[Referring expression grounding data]
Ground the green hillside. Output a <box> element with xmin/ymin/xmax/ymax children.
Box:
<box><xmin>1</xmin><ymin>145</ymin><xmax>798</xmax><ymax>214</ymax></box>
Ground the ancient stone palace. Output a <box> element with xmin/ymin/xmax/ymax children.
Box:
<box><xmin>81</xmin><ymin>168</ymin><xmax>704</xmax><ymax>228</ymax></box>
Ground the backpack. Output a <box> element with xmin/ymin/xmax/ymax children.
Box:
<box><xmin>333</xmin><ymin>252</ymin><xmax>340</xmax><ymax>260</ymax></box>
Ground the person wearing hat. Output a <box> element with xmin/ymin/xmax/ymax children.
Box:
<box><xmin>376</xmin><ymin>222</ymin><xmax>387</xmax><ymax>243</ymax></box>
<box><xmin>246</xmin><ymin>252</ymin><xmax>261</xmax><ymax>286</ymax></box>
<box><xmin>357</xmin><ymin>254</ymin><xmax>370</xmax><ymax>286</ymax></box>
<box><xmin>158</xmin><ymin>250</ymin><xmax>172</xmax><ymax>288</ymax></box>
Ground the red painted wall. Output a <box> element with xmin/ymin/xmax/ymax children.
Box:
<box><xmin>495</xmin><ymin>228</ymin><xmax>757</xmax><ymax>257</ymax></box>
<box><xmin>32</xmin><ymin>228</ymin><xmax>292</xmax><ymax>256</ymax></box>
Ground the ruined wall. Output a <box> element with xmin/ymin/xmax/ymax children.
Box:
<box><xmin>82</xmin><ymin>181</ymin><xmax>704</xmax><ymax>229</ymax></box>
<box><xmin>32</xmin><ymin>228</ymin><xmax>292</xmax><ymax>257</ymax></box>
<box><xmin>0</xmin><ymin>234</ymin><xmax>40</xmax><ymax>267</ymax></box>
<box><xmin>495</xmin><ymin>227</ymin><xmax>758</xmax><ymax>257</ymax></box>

▸ **WHAT TO WORK ON**
Copy out each line carrying the string "children" from the data.

▸ **SOLUTION TO THE PROBLEM**
Ground the green hillside. Output a <box> element with xmin/ymin/xmax/ymax children.
Ground the ancient stone palace. Output a <box> element with xmin/ymin/xmax/ymax children.
Ground the backpack. Output a <box> element with xmin/ymin/xmax/ymax children.
Ground the person wearing hat. Output a <box> element with xmin/ymin/xmax/ymax children.
Ground the red painted wall. Output a <box> element with xmin/ymin/xmax/ymax children.
Ground the ruined wall. Output a <box> element with xmin/ymin/xmax/ymax children.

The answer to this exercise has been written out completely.